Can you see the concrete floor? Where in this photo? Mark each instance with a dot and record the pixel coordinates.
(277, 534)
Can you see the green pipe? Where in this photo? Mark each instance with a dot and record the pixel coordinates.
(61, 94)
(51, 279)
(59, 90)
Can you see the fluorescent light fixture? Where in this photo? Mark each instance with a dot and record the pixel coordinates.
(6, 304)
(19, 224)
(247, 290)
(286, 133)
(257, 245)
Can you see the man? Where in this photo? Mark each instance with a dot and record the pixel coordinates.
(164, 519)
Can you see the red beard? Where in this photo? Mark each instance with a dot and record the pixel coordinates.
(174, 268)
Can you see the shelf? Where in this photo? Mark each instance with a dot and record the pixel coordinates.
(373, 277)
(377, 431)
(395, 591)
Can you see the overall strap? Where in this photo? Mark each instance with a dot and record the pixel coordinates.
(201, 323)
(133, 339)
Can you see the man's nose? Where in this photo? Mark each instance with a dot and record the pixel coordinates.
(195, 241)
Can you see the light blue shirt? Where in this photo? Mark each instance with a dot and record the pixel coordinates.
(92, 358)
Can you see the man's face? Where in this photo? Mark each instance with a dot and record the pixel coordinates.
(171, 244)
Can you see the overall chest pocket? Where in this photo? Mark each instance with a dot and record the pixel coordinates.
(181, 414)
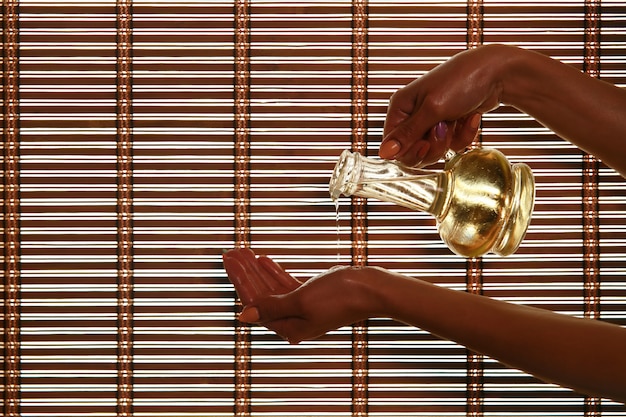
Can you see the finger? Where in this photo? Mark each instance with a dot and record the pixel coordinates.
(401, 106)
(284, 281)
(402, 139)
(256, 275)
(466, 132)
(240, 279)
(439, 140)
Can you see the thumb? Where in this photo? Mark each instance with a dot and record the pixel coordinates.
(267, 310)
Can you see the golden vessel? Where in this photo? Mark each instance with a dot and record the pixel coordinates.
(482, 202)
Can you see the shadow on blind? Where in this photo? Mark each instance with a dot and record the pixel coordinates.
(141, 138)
+-------+
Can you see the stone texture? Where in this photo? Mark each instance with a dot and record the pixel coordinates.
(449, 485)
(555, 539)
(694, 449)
+-------+
§ **Goal**
List every line in the listing above that contains the word "overall", copying each one in full and treating case as significant.

§ **Solution to the exercise**
Can you see the overall strap? Where in this photo? Mark each instance with a dot and record the pixel coordinates.
Can you see the overall chest pocket? Where in this photo? Mark each instance with a dot and record the pixel coordinates.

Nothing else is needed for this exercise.